### Obiettivo
Ricopia senza alcuna modifica tutte le righe dei record che seguono.

※

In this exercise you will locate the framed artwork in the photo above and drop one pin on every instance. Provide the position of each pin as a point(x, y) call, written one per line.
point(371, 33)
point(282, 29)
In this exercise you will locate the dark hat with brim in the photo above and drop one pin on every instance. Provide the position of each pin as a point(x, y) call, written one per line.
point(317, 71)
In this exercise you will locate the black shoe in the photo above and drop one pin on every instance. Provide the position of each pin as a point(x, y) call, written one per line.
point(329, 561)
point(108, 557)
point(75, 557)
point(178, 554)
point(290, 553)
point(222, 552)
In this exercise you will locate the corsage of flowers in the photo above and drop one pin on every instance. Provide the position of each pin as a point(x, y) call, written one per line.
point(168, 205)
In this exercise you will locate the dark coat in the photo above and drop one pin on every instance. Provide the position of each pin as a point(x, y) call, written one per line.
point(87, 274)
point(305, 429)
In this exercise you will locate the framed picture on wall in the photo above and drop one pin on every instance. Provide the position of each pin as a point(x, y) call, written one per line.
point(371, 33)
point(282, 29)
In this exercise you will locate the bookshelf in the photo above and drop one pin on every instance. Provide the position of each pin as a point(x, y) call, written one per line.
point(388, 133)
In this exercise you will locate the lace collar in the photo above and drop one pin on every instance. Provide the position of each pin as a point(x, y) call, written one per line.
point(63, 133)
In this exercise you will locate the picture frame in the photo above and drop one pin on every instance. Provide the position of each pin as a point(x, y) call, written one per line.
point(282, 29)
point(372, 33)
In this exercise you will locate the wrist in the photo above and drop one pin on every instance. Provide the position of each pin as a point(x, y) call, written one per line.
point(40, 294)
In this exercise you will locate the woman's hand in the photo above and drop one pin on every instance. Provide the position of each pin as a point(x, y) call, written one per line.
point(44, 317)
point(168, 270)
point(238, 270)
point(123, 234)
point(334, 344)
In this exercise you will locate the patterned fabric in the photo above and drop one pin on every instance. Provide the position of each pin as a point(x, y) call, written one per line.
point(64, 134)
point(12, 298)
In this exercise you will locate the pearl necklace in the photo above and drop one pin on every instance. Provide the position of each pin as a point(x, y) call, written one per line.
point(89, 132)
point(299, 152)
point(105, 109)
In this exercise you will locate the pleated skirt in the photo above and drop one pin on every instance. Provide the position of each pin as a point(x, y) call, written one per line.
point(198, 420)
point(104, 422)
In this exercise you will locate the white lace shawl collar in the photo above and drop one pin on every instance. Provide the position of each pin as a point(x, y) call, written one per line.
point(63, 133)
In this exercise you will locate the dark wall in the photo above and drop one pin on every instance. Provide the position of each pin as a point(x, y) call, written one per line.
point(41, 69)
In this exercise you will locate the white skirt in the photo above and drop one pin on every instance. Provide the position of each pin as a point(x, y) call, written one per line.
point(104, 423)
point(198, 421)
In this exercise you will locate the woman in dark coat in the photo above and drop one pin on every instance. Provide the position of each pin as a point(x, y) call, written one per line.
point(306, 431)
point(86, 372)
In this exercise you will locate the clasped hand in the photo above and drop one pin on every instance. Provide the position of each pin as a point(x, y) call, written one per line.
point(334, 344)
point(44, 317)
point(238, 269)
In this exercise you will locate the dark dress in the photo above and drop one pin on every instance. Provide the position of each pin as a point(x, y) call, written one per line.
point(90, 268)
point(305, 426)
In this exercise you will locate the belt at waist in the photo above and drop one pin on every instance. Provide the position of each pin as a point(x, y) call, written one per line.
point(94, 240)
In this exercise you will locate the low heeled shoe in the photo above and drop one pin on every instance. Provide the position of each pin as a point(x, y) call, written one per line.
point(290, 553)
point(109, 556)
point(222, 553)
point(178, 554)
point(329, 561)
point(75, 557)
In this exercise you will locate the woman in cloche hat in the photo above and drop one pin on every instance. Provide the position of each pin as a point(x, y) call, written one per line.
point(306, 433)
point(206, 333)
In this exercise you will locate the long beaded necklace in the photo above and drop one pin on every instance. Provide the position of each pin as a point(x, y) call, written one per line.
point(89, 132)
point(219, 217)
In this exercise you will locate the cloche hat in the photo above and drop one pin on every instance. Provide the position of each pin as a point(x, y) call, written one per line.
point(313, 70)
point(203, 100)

※

### La soluzione
In this exercise you will locate the framed artwork in the photo above and drop one pin on every instance. Provide the position of each pin as a point(x, y) call, written one per line.
point(371, 33)
point(282, 29)
In this exercise you will locate the dark hat with brim in the photo above and drop one pin on every instance. Provide the position of each pin as a point(x, y) call, written one per line.
point(317, 71)
In this exercise you will locate the black shoe in the photo above and drop one pin on every instance. Provide the position of each pin as a point(x, y) call, written one per line.
point(329, 561)
point(108, 557)
point(75, 557)
point(178, 554)
point(290, 553)
point(222, 552)
In this exercise you will locate the corsage of flowers in the photo above and drop one pin on every instance. Provide the position of each pin as a point(x, y) call, written one per line.
point(168, 205)
In this exercise you will locate the dark coat in the photo above and drop one pin on every instance. Provide the position of each pin as a point(x, y) call, written one per line.
point(87, 274)
point(305, 429)
In this exercise you will locate the framed picture on wall in the photo above and drop one pin on every instance. Provide the position of each pin as a point(x, y) call, written one per line.
point(371, 33)
point(282, 29)
In this exercise you will locate the bookshelf in the photo above and drop one pin on every instance. Provide the position of each pin as a point(x, y) call, written one per line.
point(388, 133)
In this exercise you will locate the lace collar in the photo above and drop one pin on every instance. Provide the position of each pin as a point(x, y) call, written one per line.
point(63, 133)
In this exercise you will locate the picture frame in the photo above and drop one pin on every instance. Provide the position of each pin as a point(x, y) call, written one per line.
point(282, 29)
point(372, 33)
In this exercise you will locate the wrist in the photo above and drop one pin on every instance. Provide the position of each pin as a point(x, y) call, written one per line.
point(40, 294)
In this exercise you will locate the woman's hand in the photo above and drop one pin on every instance. Provide the position of each pin as a point(x, y) call, written one per line.
point(44, 317)
point(168, 270)
point(238, 270)
point(123, 234)
point(334, 344)
In this exercise you will locate the patterned fabric in the photo above and drop one pin on every instance. Provide the position of each pin as a point(x, y) call, written one per line.
point(64, 134)
point(12, 298)
In this exercise you will locate the pearl necklace in the photo above and drop one pin on every instance. Provide the position of each pin as a point(x, y) call, written one per line.
point(89, 132)
point(299, 152)
point(105, 109)
In this exercise you will locate the pleated skirt in the photo above and drop one pin on every instance. Provide the position of each pin as a point(x, y) call, written one per line.
point(198, 420)
point(104, 422)
In this exercise you will locate the white lace shawl collar in the photo above and drop one pin on every instance. Provide the position of each pin as a point(x, y) call, written one per line.
point(63, 133)
In this exercise you will locate the dark wall in the photo above and drop one pin on every instance. Provide the position of each pin as a point(x, y) call, written one per line.
point(41, 69)
In this exercise you will locate the white skirt in the photo above and drop one pin on every instance. Provide the position of each pin as a point(x, y) call, written one per line.
point(104, 423)
point(198, 421)
In this exercise you will locate the woman in dark coat in the photo above and drop one pin on every instance. Provide the position of each pin as a point(x, y) call, written one per line.
point(306, 431)
point(86, 372)
In this exercise you will locate the clasped hand in the photo above and drop one pin on every instance. Provide the position of each pin as a point(x, y) call, written one per line.
point(334, 344)
point(44, 317)
point(238, 269)
In this exercise you will locate the dark dress in the photo above and drop one pin on every instance. Provide the position of each pin as a point(x, y) call, written one per line.
point(90, 268)
point(305, 426)
In this exercise you will locate the belt at waist in the photo above and drop one pin on every instance. Provide the position of each pin as a point(x, y) call, written one per line.
point(94, 240)
In this exercise you will locate the low heeled shoe in the photo above and drop one pin on every instance. Provide the position of each pin as a point(x, y) call, written one per line.
point(290, 553)
point(109, 556)
point(222, 553)
point(178, 554)
point(329, 561)
point(75, 557)
In this exercise you will locate the woman in cloche hat in the photo above and drop one pin on every instance. Provide the position of each pin as a point(x, y) call, written one per line.
point(306, 433)
point(206, 333)
In this exercise you will locate the long beaded necklace in the photo above and drop one pin on every instance. Provide the position of each pin as a point(x, y) call, written one per line.
point(89, 132)
point(219, 217)
In this exercise you will locate the cloche hat in the photo above and drop one pin on every instance. Provide the position of each pin as a point(x, y) call, written one per line.
point(313, 70)
point(203, 100)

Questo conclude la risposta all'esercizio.